>> start

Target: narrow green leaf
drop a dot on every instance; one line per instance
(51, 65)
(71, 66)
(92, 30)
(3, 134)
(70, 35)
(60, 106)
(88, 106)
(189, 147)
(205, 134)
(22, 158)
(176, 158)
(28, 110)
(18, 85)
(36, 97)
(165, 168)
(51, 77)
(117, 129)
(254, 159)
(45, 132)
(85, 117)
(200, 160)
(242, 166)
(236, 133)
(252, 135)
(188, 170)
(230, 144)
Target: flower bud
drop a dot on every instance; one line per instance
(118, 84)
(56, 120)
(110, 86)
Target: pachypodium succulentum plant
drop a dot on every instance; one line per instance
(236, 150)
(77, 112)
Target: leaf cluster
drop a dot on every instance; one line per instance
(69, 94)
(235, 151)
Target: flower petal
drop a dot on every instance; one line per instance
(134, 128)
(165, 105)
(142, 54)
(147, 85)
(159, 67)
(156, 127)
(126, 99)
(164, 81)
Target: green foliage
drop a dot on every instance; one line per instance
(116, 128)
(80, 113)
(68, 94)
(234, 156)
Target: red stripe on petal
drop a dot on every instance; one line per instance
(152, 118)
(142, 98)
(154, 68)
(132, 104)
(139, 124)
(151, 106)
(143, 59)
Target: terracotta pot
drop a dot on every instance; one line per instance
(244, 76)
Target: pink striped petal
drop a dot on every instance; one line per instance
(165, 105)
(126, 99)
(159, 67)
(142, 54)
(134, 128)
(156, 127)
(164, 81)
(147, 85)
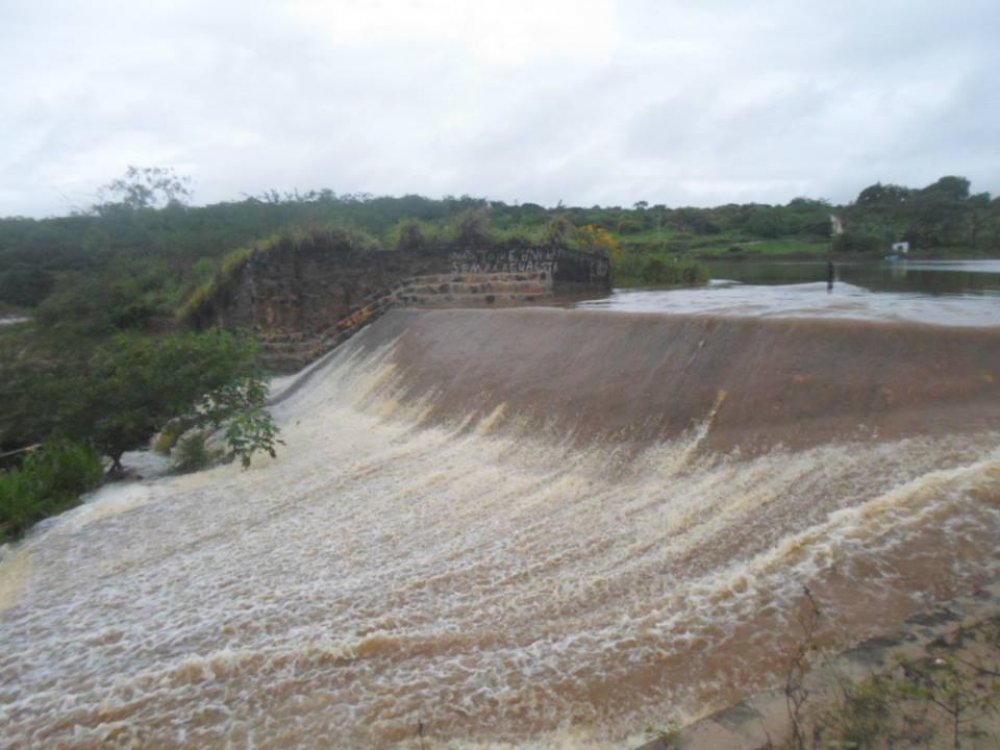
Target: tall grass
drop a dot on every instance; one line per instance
(658, 270)
(49, 481)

>> end

Exercise details: Recast the material above as a JSON list of strings, one string per line, leaving out blank lines and the pictures.

Answer below:
[
  "Target: narrow green leaf",
  "drop a dot on every instance; one line per instance",
  "(51, 65)",
  "(71, 66)",
  "(92, 30)",
  "(3, 134)",
  "(70, 35)",
  "(60, 106)",
  "(88, 106)",
  "(189, 147)",
  "(205, 134)",
  "(22, 158)",
  "(176, 158)",
  "(28, 110)",
  "(18, 85)",
  "(36, 97)",
  "(165, 168)",
  "(51, 77)",
  "(117, 129)",
  "(254, 159)",
  "(45, 132)",
  "(85, 117)",
  "(200, 160)",
  "(242, 166)",
  "(236, 133)",
  "(252, 135)",
  "(188, 170)",
  "(230, 144)",
  "Target: flower bud",
  "drop a dot on every instance; one line per instance",
  "(118, 84)",
  "(56, 120)",
  "(110, 86)",
  "Target: pachypodium succulentum plant",
  "drop a dot on every instance; one line per instance",
  "(236, 150)",
  "(77, 112)",
  "Target: leaf cluster",
  "drop a dot on every instance; one line per instance",
  "(69, 94)",
  "(235, 151)",
  "Target: flower petal",
  "drop a dot on every instance; one line per instance",
  "(134, 128)",
  "(165, 105)",
  "(142, 54)",
  "(147, 85)",
  "(159, 67)",
  "(156, 127)",
  "(126, 99)",
  "(164, 81)",
  "Target: green foliage",
  "drop a dot on every instance; one line per instance",
  "(116, 128)",
  "(80, 113)",
  "(68, 94)",
  "(234, 156)",
  "Target: red stripe on petal",
  "drop a dot on every instance; one line per instance",
  "(152, 118)",
  "(142, 98)",
  "(154, 68)",
  "(132, 104)",
  "(139, 124)",
  "(151, 106)",
  "(143, 59)",
  "Target: terracotta pot",
  "drop a dot on every instance; one line per instance",
  "(244, 76)",
  "Target: pink striped petal",
  "drop a dot on every instance; one line per instance",
  "(165, 105)",
  "(126, 99)",
  "(159, 67)",
  "(142, 54)",
  "(134, 128)",
  "(156, 127)",
  "(164, 81)",
  "(147, 85)",
  "Target: tall grass",
  "drop a dot on every instance; one line per instance",
  "(658, 270)",
  "(49, 481)"
]